____ MATERIAL PROVIDED
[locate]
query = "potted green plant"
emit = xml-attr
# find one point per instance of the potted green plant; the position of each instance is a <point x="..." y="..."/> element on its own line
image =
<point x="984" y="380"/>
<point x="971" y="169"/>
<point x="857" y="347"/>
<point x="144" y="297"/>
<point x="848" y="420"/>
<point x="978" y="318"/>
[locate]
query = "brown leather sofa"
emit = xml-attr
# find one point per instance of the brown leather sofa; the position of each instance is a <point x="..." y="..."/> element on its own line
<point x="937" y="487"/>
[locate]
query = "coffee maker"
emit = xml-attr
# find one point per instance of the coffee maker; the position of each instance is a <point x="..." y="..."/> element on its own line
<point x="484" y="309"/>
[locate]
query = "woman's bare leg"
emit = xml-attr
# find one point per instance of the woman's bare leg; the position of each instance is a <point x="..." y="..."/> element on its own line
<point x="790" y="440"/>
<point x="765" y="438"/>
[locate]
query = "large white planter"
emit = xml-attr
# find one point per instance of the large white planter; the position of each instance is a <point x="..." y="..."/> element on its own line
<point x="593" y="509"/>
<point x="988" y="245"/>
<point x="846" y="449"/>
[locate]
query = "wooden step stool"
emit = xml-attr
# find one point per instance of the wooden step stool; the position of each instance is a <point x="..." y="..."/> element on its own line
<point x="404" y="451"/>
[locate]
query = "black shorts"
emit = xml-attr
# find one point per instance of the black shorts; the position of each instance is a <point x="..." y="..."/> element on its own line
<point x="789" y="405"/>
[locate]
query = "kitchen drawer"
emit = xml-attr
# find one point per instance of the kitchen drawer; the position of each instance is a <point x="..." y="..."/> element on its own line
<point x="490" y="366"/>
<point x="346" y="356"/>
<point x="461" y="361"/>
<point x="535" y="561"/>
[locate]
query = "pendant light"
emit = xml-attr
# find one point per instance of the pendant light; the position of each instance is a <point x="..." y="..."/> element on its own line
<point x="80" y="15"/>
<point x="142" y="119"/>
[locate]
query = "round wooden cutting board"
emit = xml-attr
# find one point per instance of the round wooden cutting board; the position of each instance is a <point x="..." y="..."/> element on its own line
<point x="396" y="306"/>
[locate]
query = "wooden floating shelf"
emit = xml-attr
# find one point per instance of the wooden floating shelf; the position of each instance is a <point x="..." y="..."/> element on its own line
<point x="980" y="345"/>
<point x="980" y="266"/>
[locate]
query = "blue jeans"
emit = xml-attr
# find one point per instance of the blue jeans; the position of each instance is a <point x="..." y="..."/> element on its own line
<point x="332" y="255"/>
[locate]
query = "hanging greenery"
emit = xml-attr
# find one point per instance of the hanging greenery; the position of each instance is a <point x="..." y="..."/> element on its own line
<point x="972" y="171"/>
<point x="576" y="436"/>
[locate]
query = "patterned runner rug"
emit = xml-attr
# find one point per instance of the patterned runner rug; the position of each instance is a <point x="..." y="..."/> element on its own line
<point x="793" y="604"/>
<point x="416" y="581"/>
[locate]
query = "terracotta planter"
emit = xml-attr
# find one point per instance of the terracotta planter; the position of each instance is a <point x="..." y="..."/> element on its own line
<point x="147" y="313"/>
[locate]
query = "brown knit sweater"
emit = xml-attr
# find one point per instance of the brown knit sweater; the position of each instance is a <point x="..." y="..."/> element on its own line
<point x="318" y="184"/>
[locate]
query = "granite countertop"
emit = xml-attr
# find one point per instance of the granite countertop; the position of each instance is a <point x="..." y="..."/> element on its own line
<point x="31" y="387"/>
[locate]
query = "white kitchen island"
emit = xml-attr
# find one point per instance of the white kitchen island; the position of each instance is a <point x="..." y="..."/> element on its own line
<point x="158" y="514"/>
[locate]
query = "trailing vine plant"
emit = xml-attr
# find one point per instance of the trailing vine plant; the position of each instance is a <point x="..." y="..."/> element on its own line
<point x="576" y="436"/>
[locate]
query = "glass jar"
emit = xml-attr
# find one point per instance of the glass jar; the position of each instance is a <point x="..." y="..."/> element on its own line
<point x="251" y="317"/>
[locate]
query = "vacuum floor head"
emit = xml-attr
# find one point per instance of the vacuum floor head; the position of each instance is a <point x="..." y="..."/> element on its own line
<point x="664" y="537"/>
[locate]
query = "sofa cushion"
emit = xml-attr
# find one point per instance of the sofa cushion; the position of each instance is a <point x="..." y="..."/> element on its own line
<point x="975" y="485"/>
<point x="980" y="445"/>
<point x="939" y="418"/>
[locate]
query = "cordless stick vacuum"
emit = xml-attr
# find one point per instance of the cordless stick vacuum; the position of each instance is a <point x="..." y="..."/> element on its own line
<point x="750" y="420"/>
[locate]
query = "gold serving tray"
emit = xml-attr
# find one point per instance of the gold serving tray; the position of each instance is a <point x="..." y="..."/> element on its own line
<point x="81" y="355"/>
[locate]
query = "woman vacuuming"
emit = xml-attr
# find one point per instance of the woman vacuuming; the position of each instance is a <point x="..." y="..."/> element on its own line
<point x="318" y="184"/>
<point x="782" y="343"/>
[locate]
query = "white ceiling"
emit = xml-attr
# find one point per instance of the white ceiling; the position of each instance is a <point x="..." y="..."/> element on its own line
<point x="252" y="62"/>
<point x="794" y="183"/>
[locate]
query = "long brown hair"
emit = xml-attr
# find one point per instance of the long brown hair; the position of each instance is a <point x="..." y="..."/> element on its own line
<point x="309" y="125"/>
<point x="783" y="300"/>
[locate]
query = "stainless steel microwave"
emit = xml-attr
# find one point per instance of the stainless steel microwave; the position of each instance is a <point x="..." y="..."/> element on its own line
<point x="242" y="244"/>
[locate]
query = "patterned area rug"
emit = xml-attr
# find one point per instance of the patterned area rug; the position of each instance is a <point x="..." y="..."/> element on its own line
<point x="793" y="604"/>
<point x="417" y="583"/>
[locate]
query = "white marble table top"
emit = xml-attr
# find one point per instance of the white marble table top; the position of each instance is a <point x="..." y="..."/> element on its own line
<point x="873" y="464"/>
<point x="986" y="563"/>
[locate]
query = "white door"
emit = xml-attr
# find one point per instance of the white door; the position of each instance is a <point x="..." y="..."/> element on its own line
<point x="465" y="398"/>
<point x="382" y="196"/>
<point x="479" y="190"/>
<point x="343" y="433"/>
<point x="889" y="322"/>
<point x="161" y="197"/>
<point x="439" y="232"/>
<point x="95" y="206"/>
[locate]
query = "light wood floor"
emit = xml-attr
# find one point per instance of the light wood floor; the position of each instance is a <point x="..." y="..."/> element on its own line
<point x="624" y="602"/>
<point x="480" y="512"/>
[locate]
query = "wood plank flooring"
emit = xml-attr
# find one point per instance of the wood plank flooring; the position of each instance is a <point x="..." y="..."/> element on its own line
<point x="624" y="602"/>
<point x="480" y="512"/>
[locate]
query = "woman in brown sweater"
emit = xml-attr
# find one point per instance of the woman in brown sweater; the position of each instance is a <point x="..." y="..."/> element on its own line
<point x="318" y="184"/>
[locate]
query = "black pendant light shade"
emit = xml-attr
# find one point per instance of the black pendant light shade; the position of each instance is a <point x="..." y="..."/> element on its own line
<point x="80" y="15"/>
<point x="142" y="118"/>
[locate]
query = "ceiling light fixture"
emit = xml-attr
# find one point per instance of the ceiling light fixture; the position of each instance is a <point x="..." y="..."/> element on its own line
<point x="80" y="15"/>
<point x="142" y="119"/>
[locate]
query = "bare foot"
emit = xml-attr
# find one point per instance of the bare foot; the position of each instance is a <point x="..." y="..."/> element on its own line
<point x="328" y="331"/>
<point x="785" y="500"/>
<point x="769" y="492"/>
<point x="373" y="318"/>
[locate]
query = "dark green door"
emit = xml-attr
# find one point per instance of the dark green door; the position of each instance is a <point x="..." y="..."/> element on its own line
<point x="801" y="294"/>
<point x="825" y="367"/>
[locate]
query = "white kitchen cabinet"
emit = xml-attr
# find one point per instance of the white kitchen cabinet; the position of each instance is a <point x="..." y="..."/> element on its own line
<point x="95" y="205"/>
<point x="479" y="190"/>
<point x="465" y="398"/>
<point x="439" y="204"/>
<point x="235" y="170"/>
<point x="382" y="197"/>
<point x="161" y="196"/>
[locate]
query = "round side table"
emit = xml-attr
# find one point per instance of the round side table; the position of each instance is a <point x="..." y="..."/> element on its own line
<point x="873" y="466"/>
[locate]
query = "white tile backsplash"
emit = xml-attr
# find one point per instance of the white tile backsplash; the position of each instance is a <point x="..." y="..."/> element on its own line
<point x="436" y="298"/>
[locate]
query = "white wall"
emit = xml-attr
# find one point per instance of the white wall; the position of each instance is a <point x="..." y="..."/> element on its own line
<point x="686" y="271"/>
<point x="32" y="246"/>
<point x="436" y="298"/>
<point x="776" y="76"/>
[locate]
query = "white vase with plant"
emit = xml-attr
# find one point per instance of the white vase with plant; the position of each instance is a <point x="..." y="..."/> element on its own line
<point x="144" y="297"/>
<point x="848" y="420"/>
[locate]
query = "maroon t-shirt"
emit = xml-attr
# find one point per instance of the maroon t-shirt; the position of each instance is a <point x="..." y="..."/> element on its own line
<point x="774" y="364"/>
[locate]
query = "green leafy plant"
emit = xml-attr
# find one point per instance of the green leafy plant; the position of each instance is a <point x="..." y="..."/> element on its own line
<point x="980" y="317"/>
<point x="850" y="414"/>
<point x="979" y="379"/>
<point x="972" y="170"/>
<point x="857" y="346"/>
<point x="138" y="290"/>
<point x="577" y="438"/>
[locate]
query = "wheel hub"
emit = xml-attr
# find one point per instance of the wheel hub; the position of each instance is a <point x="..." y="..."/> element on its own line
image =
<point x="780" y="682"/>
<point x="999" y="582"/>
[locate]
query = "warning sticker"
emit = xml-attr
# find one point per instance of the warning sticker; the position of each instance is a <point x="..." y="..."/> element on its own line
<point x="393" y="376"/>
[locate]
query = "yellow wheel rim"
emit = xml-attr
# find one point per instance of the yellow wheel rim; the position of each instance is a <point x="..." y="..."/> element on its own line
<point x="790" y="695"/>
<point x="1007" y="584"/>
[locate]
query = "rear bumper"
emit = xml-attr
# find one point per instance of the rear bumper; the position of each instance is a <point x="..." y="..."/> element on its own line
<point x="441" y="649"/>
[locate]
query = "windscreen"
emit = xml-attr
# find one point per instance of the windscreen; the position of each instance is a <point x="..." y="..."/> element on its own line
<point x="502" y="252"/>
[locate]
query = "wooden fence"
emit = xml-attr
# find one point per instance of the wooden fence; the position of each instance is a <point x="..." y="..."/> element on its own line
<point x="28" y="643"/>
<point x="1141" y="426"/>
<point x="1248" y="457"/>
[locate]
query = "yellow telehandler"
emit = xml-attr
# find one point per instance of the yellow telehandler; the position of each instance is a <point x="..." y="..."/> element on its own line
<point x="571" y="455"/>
________
EXERCISE REQUIREMENTS
Restate, word for word and with nothing added, the lines from the first line of the listing through the one where "# find one point per instance of the potted" stands.

EXERCISE OUTPUT
[locate]
query = "potted green plant"
emit = xml-attr
# find one point per instance of the potted green plant; the position of each instance is a <point x="..." y="..."/> element on its own line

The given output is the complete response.